▶ _Quoted text_
↓

Real wind power storage...Spain's Iberdrola Planning for 2012 Launch of Large Pumped-Storage Plant

I'm not sure what happened to all of the vehicle to grid lithium ion battery plug in hybrids.

Pumped storage is great when the geography is cooperative.

A fleet of 200 million EVs equipped with v2g will be even better.

And there will be more upgrades and new pumed hydro storage before a 200 million fleet does exists.

Yes there will be more pumped hydro, and more vandium redox batteries, and more basements filled with 80% capacity NiMH bateries; and we'll evensee some CAES natural gas come online. All good and great. It would make a dent in our storage needs, however.

And they are going to be niche markets that disappears when the battery packs reach a mature development. In ten years, the new batteries will be technology we've all been waiting for. What we have now is "good enough" but what is coming is fantastic.a

there aren't any vandium redox batteries being used to store and stabilize wind energy. They don't exist, and no one is building a 200 million V2G car fleet.

There is a market for used NiMH that are unfit for original device application because they only charge to 80% or less. They bank them and use them for load leveling.

Trends and status of battery energy storage for utility applications
Akhil, A.
Battery Conference on Applications and Advances, 1995., Proceedings of the Tenth Annual
Volume , Issue , 10-13 Jan 1995 Page(s):273 - 277
Digital Object Identifier 10.1109/BCAA.1995.398527
Summary:Since the early 1970s, there has been a steady effort to introduce batteries to the electric utility industry for large scale energy storage in a load leveling mode. Utilities, on the other hand, have been relatively indifferent to this technology for a number of technical and institutional reasons that primarily involve the economic viability of this technology in the load leveling mode. However, from the late 1980s and early 1990, the concept of using batteries primarily for load leveling has undergone a radical change as a result of analytical studies as well as changes in hardware design practice. Now, batteries are being promoted for a wider range of high value applications that go beyond load leveling, and potentially affect the transmission and distribution as well as customer-side operations of the electric utility. As a result, utilities are showing a renewed interest in battery energy storage and several utilities are evaluating battery energy storage projects. This paper discusses the significant trends that are driving the renewed utility interest in this technology and reviews the status of ongoing utility projects

As to your amanojaku comments on the 200 million v2g, I suppose that would depend on how you define "is". Judging by your posts, you're not the best at making sense of complexity so I can see how my view might elude you.

http://www.renewableenergyworld.com/rea/news/story?id=48085

being used to store & supply power to the grid stabilizing wind energy.

Your sequence of questions is nothing but a person being mean-spirited; you have no interest an a real dialogue. Also, you have demonstrated an extremely limited ability to understand complex thought - so I think you have enough information and just don't get it. If you don't believe me, as difficult as it may be; I will somehow manage to endure the shame and still get through each day - one agonizing moment at a time.

The article I posted is perfectly acceptable evidence of the assertions I've made.

↑

▶ _Exercise instructions_
**1.** Answer these questions using the energy storage thread.
(a) When is pumped storage great?
(b) What is done with used NiMH batteries that only charge to 80% or less?
(c) Since when has there been a steady effort to bring batteries into the electric utility industry for large-scale energy storage?
**2.** Resume the energy storage thread, writing on from its last sentence.
The listing comes from a source unrelated to the energy storage thread.

▶ _Data extract_
↓

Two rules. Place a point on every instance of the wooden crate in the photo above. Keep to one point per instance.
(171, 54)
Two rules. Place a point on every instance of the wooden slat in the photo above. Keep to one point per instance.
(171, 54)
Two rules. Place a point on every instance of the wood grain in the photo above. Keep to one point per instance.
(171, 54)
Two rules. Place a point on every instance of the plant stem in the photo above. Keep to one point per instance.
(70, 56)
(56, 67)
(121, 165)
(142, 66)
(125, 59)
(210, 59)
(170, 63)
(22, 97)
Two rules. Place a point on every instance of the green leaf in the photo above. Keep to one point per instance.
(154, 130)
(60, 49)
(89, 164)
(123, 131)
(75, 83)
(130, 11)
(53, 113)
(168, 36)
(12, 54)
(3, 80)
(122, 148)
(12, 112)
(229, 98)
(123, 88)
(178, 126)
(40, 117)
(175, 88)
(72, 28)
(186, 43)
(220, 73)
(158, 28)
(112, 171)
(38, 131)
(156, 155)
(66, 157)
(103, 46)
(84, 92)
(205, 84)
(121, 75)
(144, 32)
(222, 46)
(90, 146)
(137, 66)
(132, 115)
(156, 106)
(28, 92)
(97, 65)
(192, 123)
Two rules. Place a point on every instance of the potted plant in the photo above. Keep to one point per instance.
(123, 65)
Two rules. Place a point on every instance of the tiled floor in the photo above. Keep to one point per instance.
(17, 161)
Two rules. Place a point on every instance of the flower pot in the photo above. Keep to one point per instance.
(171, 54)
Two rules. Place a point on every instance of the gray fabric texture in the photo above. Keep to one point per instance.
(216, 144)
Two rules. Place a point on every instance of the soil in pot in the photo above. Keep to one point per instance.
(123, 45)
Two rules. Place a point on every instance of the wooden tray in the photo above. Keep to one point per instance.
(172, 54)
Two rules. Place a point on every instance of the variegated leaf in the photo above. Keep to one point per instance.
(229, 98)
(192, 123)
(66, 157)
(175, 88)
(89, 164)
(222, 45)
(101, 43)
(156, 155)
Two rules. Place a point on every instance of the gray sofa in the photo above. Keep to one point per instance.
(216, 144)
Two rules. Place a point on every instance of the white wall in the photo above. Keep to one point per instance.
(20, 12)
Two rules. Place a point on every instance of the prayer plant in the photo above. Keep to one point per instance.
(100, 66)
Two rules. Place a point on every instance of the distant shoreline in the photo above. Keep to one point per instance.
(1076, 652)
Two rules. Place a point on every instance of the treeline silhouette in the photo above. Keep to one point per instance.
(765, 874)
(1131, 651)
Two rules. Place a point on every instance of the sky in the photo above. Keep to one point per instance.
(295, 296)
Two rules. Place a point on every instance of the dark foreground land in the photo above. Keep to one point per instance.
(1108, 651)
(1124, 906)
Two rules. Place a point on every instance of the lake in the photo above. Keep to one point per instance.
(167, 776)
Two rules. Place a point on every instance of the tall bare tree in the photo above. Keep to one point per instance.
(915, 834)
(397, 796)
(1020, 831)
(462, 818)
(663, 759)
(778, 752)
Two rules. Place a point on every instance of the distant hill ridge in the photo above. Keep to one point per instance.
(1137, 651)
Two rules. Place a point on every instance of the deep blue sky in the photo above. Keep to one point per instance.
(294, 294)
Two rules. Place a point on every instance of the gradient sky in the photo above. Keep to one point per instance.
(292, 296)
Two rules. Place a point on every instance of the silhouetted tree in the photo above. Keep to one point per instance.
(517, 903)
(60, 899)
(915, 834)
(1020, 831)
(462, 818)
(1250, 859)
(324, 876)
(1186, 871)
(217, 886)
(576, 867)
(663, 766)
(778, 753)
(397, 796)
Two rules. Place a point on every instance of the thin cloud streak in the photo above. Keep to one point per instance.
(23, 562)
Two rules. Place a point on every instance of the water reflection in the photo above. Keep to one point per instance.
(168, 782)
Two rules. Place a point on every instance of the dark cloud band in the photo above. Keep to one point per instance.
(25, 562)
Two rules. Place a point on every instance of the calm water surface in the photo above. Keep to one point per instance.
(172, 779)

↑

▶ _Answers for this exercise_
**1.**
(a) When the geography is cooperative.
(b) They are banked and used for load leveling.
(c) Since the early 1970s.

**2.**
Trends and status of battery energy storage for utility applications
Akhil, A.

Battery Conference on Applications and Advances, 1995., Proceedings of the Tenth Annual
Volume , Issue , 10-13 Jan 1995 Page(s):273 - 277
Digital Object Identifier 10.1109/BCAA.1995.398527

Summary:Since the early 1970s, there has been a steady effort to introduce batteries to the electric utility industry for large scale energy storage in a load leveling mode. Utilities, on the other hand, have been relatively indifferent to this technology for a number of technical and institutional reasons that primarily involve the economic viability of this technology in the load leveling mode. However, from the late 1980s and early 1990, the concept of using batteries primarily for load leveling has undergone a radical change as a result of analytical studies as well as changes in hardware design practice. Now, batteries are being promoted for a wider range of high value applications that go beyond load leveling, and potentially affect the transmission and distribution as well as customer-side operations of the electric utility. As a result, utilities are showing a renewed interest in battery energy storage and several utilities are evaluating battery energy storage projects. This paper discusses the significant trends that are driving the renewed utility interest in this technology and reviews the status of ongoing utility projects.

Now there are two options: the projects were abandoned, or the projects were successful. In the 18 years since this paper was published, battery technology has improved. On what is in the abstract, and technology has improved battery performance and longevity, It is reasonable to allow that the claim is true - and I assert that to be the case.

If you don't believe it, feel free - in the most cheerful way - to piss off.

You fail to comment because you don't know what it means, right?

No myopic obtuse V2G battery fantasies in ten years, no battery basement utopias, just water flowing down hill. That’s how utilities are integrating renewable energy, and that’s how they plan to continue integrating renewable energy.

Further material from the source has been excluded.